• _Exercise aim_
Please write out the material below exactly as given.

• _Material_
┌──

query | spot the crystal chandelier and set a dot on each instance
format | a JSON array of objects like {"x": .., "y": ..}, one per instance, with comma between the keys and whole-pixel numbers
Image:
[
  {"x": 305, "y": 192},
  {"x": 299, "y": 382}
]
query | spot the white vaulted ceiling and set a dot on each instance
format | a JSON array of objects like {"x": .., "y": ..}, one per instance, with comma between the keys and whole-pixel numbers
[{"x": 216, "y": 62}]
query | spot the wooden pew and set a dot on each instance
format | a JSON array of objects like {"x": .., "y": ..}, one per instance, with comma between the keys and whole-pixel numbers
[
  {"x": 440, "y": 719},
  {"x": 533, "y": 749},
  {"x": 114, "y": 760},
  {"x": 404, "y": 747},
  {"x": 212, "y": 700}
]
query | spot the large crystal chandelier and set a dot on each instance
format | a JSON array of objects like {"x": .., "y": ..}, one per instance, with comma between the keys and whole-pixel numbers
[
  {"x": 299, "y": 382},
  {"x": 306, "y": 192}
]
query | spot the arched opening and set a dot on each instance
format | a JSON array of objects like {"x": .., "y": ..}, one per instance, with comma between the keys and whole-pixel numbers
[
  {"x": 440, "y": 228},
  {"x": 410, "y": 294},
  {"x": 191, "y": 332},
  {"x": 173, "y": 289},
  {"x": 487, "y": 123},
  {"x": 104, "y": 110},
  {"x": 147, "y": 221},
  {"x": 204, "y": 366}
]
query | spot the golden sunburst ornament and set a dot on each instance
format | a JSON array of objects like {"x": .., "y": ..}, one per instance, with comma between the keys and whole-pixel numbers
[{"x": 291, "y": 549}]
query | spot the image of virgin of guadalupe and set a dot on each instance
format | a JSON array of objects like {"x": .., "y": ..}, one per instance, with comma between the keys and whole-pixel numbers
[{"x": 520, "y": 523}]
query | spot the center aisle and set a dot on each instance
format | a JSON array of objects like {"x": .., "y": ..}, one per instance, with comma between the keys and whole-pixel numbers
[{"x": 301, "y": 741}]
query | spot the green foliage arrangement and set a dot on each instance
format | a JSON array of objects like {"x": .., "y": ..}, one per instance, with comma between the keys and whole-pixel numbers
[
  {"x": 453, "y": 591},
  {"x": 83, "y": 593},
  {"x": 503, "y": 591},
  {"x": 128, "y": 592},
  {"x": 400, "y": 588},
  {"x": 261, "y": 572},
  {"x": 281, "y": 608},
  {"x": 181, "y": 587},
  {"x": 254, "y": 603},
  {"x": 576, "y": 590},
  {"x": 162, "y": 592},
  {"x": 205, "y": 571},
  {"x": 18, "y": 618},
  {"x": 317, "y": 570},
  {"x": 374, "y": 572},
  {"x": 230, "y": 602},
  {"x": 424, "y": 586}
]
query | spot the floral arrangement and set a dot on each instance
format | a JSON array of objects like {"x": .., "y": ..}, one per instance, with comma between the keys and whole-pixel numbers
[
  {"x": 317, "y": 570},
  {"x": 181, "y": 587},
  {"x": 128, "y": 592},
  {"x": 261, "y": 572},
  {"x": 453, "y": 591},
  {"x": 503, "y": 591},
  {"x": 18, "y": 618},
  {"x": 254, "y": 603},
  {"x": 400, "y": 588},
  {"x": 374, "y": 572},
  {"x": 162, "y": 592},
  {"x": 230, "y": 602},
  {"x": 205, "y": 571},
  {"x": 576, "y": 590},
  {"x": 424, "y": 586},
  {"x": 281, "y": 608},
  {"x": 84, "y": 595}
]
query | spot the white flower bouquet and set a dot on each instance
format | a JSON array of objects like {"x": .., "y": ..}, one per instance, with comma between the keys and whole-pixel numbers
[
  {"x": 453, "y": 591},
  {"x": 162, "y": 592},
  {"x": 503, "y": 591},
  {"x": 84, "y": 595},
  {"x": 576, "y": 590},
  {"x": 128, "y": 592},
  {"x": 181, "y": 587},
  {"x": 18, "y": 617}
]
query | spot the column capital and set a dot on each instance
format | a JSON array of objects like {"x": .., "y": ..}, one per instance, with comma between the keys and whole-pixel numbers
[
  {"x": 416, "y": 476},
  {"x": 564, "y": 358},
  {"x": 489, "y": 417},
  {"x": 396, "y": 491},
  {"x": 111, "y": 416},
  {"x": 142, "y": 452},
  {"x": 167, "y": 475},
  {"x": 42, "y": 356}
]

└──

• _Response_
query | spot the crystal chandelier and set a dot on each instance
format | a JSON array of objects like {"x": .., "y": ..}, one per instance, with comma between the keys and whole-pixel numbers
Image:
[
  {"x": 305, "y": 192},
  {"x": 299, "y": 382}
]
query | spot the white vaulted ceiling and set a dot on each instance
format | a JSON array of objects like {"x": .., "y": ..}, one per instance, with comma between the keys and whole-pixel numbers
[{"x": 216, "y": 62}]
query | spot the wooden pew and set a dot on each instance
format | a JSON array of objects like {"x": .., "y": ..}, one per instance, with comma between the keys and whole-pixel numbers
[
  {"x": 440, "y": 719},
  {"x": 533, "y": 749},
  {"x": 114, "y": 760},
  {"x": 404, "y": 747},
  {"x": 212, "y": 700}
]
query | spot the large crystal chandelier and set a dot on each instance
format | a JSON array of objects like {"x": .., "y": ..}, one per instance, with comma between the keys and whole-pixel numbers
[
  {"x": 299, "y": 382},
  {"x": 306, "y": 192}
]
query | spot the arched opening and set a dot on each instance
format | a JSON array of objects like {"x": .., "y": ..}, one per instance, with comma between the keys and whole-pixel numbers
[
  {"x": 440, "y": 228},
  {"x": 410, "y": 294},
  {"x": 191, "y": 332},
  {"x": 173, "y": 289},
  {"x": 487, "y": 123},
  {"x": 104, "y": 110},
  {"x": 147, "y": 221},
  {"x": 204, "y": 366}
]
query | spot the golden sunburst ornament and set a dot on each instance
format | a JSON array of objects like {"x": .., "y": ..}, one per instance, with comma between the keys and whole-pixel numbers
[{"x": 291, "y": 549}]
query | spot the image of virgin of guadalupe and set a dot on each instance
format | a JSON array of objects like {"x": .., "y": ..}, one per instance, with comma between the keys and whole-pixel numbers
[{"x": 520, "y": 523}]
query | spot the center aisle and set a dot on each instance
format | a JSON array of objects like {"x": .., "y": ..}, one per instance, with comma between the keys and whole-pixel numbers
[{"x": 301, "y": 741}]
query | spot the green foliage arrangement and set a dot on each instance
format | a JSON array of objects like {"x": .., "y": ..}, one per instance, with comma between the keys and whole-pixel numbers
[
  {"x": 453, "y": 591},
  {"x": 83, "y": 593},
  {"x": 503, "y": 591},
  {"x": 128, "y": 592},
  {"x": 400, "y": 588},
  {"x": 261, "y": 572},
  {"x": 281, "y": 608},
  {"x": 181, "y": 587},
  {"x": 254, "y": 603},
  {"x": 576, "y": 590},
  {"x": 162, "y": 592},
  {"x": 205, "y": 571},
  {"x": 18, "y": 618},
  {"x": 317, "y": 570},
  {"x": 374, "y": 572},
  {"x": 230, "y": 602},
  {"x": 424, "y": 586}
]
query | spot the floral arrangement and set a dot on each instance
format | a JSON array of objects like {"x": .., "y": ..}, one per instance, with comma between the keys and whole-pixel numbers
[
  {"x": 317, "y": 570},
  {"x": 181, "y": 587},
  {"x": 128, "y": 592},
  {"x": 261, "y": 572},
  {"x": 453, "y": 591},
  {"x": 503, "y": 591},
  {"x": 18, "y": 618},
  {"x": 254, "y": 603},
  {"x": 400, "y": 588},
  {"x": 374, "y": 572},
  {"x": 162, "y": 592},
  {"x": 230, "y": 602},
  {"x": 205, "y": 571},
  {"x": 576, "y": 590},
  {"x": 424, "y": 586},
  {"x": 281, "y": 608},
  {"x": 84, "y": 595}
]
query | spot the white flower bouquet and set a dot on each instance
format | a JSON array of objects like {"x": .., "y": ..}, one per instance, with comma between the keys and whole-pixel numbers
[
  {"x": 453, "y": 591},
  {"x": 162, "y": 592},
  {"x": 503, "y": 591},
  {"x": 84, "y": 595},
  {"x": 576, "y": 590},
  {"x": 128, "y": 592},
  {"x": 181, "y": 587},
  {"x": 18, "y": 617}
]
query | spot the column capital and set a dot on each instance
format | a JSON array of objects like {"x": .., "y": ..}, one per instance, with comma between the keys and whole-pixel numbers
[
  {"x": 416, "y": 476},
  {"x": 564, "y": 358},
  {"x": 489, "y": 417},
  {"x": 396, "y": 491},
  {"x": 111, "y": 416},
  {"x": 142, "y": 452},
  {"x": 167, "y": 475},
  {"x": 42, "y": 356}
]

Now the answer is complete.